* Passage to read
* * * * *

# Leather strap checklist



## jsud2002

Finally decided that this is the week to try and make my very first leather strap , got my tools and makeshift tools sharp knife, leather stitch needles , thread, hole punch ( sharp nail ) and hammer .

Off out tomorrow to buy some leather possibly a handbag or ladies boots ( thanks @Bruce for the idea ) and need to buy some cement glue .

I have watched videos on you tube and read tutorials so now is the time to try myself

can I just add I wont be buying new handbags or boots but visiting charity shops :thumbsup:


----------



## jsud2002

Well the first attempt has ended in the bin , attempt number 2 will commence next week sometime after I have bought a few more tools


----------



## jsud2002

New tools arrived today so Attempt number 3 on the way ( number 2 kind of went wrong)


----------



## Guest

what is the tomato sauce for?


----------



## jsud2002

Bruce said:


> what is the tomato sauce for?


 Staining the leather lol


----------



## Guest

jsud2002 said:


> Staining the leather lol


 that would probably work :biggrin:


----------



## Foxdog

My Mrs has that purse :yes: .

Fox

ps, Can I offer a little advice bin that folding knife they are not that stable imo and they are awful to use for any length of time as they are not ergonomic for the hand, a much better one is a stanley titan (my fav' with fixed blade as I find the retractables more trouble than they are worth) they are chunky and bomb proof. If you prefer a thinner handle have a look at the Fat Max Extreme or Dolphin also a very good knife for all crafts and I think the prefered one of carpet fitters.


----------



## jsud2002

Foxdog said:


> My Mrs has that purse :yes: .

* * * * *

* Stored records
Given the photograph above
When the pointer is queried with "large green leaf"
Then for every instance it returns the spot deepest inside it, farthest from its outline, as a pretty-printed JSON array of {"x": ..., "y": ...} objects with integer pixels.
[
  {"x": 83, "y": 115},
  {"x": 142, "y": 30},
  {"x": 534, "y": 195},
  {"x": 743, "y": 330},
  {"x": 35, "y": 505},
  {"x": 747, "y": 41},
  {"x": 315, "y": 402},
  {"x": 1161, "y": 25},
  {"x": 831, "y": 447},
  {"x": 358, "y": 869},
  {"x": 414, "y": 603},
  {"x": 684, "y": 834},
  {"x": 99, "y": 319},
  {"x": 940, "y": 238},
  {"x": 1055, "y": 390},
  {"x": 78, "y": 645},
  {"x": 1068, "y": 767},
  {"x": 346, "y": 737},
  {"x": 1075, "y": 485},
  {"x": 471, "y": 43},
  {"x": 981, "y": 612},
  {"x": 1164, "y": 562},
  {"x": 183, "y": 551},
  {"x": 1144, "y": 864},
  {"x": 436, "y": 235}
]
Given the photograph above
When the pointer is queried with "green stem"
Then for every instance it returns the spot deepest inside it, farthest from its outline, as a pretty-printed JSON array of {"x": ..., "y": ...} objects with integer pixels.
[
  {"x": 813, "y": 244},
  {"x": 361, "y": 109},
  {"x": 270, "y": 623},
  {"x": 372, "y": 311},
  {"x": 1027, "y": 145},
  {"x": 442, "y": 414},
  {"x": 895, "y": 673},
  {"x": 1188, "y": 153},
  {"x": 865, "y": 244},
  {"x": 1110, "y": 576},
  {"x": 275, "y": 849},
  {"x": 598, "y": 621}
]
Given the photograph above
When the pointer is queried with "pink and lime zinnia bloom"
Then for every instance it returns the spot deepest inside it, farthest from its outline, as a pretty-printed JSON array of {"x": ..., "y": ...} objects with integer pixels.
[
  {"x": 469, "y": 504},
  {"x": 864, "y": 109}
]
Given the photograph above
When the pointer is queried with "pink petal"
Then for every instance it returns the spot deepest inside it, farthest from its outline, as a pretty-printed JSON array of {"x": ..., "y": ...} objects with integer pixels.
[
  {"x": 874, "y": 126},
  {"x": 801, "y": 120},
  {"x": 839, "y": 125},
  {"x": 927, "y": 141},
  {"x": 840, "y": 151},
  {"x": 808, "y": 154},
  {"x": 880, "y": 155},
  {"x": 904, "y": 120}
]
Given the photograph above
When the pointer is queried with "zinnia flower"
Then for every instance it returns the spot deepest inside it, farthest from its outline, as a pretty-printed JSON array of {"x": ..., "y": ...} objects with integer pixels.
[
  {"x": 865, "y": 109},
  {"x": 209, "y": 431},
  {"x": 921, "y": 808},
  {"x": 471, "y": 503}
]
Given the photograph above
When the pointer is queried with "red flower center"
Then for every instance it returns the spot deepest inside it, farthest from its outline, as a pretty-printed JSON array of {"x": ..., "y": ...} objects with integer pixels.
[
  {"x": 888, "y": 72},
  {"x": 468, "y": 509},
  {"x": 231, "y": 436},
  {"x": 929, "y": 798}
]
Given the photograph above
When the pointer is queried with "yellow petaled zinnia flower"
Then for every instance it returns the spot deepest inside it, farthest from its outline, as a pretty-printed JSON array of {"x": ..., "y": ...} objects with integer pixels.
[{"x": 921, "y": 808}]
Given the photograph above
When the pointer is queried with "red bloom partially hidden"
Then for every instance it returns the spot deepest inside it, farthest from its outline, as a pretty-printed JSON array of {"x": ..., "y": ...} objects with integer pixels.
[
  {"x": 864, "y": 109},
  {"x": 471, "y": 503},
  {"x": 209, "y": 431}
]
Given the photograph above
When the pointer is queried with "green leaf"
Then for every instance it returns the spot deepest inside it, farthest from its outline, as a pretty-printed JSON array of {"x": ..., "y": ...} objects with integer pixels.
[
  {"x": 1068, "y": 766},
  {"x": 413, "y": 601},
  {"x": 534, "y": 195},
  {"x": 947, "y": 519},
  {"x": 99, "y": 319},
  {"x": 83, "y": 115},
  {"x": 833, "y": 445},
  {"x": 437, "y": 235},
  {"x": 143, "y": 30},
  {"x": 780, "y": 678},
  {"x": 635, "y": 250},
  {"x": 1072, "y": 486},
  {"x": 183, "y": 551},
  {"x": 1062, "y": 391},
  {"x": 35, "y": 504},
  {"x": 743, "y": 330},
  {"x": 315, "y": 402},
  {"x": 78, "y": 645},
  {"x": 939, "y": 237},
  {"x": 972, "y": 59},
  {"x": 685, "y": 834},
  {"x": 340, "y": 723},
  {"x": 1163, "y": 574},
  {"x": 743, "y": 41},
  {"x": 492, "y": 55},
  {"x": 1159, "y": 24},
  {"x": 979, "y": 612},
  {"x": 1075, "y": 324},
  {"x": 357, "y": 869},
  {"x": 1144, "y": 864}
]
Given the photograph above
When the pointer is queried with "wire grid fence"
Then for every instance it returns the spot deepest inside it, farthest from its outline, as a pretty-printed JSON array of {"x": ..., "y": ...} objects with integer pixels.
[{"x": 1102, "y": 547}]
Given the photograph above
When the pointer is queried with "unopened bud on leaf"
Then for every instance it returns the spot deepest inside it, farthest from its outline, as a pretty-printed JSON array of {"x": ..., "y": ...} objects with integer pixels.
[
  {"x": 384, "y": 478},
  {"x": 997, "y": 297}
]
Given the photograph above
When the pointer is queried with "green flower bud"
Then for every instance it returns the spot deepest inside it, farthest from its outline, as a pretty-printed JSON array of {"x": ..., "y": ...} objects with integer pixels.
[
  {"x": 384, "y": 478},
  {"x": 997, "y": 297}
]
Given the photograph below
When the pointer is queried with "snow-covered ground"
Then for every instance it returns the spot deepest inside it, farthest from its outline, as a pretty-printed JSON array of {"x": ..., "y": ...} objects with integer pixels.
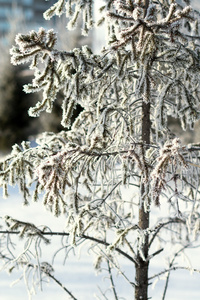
[{"x": 78, "y": 275}]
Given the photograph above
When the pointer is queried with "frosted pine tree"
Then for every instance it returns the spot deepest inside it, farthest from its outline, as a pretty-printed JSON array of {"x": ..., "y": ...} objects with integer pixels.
[{"x": 118, "y": 167}]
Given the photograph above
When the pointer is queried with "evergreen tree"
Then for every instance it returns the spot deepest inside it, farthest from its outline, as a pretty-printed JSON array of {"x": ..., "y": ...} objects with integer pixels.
[{"x": 119, "y": 164}]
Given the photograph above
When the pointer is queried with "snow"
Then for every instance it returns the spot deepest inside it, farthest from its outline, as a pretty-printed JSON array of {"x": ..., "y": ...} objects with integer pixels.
[{"x": 78, "y": 275}]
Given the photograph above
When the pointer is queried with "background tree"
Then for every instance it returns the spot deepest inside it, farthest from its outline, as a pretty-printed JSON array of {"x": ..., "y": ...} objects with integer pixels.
[{"x": 118, "y": 165}]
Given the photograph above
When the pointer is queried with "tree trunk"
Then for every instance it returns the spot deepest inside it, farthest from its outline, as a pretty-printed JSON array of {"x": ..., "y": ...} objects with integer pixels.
[{"x": 141, "y": 277}]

* * * * *

* Job 1
Report every line of the entries that contains the string "snow", treating uppercase and lowercase letters as different.
* Job 2
Extend the forum thread about making a first leather strap, picking up after its final line.

* Final answer 1
When the pointer is queried with "snow-covered ground"
When the pointer is queried with "snow"

* Final answer 2
> 
> Fox
> 
> ps, Can I offer a little advice bin that folding knife they are not that stable imo and they are awful to use for any length of time as they are not ergonomic for the hand, a much better one is a stanley titan (my fav' with fixed blade as I find the retractables more trouble than they are worth) they are chunky and bomb proof. If you prefer a thinner handle have a look at the Fat Max Extreme or Dolphin also a very good knife for all crafts and I think the prefered one of carpet fitters.


 Thankyou for the advice I will look into changing knives . I dont suppose you have any tips on what type of knife I should be using to skive(thin) down the leather do you ?


----------



## Guest

jsud2002 said:


> Thankyou for the advice I will look into changing knives . I dont suppose you have any tips on what type of knife I should be using to skive(thin) down the leather do you ?


 i have seen filleting knifes being used as the blades are flexible


----------



## jsud2002

Bruce said:


> i have seen filleting knifes being used as the blades are flexible


 good thinking :thumbsup: I know I can buy a proper skiveing tool that uses razor blades but I have bought enough for this month


----------



## Iceblue

Based upon what you have said the cup says it all lol artytime:

how are you getting on I no a lot of people by old leather hand bags shoes ,coats etc etc from car boots to keep the cost down


----------



## Foxdog

No sorry mate, never done it myself but would imagine that a thin blade is a must, I have had a filet knife as Bruce has mentioned but the blade on mine was a coupler of mm thick and quite long (wonder where it is, not seen it for ages!)

Have a look at a company called Morakniv I have a couple of theirs, they make cracking knives-,razor sharp and good prices they may have something to suit.

good luck Fox


----------



## jsud2002

Iceblue said:


> Based upon what you have said the* cup says it all *lol artytime:
> 
> how are you getting on I no a lot of people by old leather hand bags shoes ,coats etc etc from car boots to keep the cost down


 thanks for the compliment Andy :biggrin:

I bought an old leather jacket last week but the leather was too soft and thin then I was lucky enough to be given some oddments of leather from a member on here to get me started with. I have watched numerous videos on you tube and read articles here and there on how to do it , so I know the theory of it all it is now just putting the theory into use :thumbsup:

I mainly took it up as a hobby as I was bored and yes some of the tools I bought are cheap and will be thrown away next month when I invest in better tools (mainly knives)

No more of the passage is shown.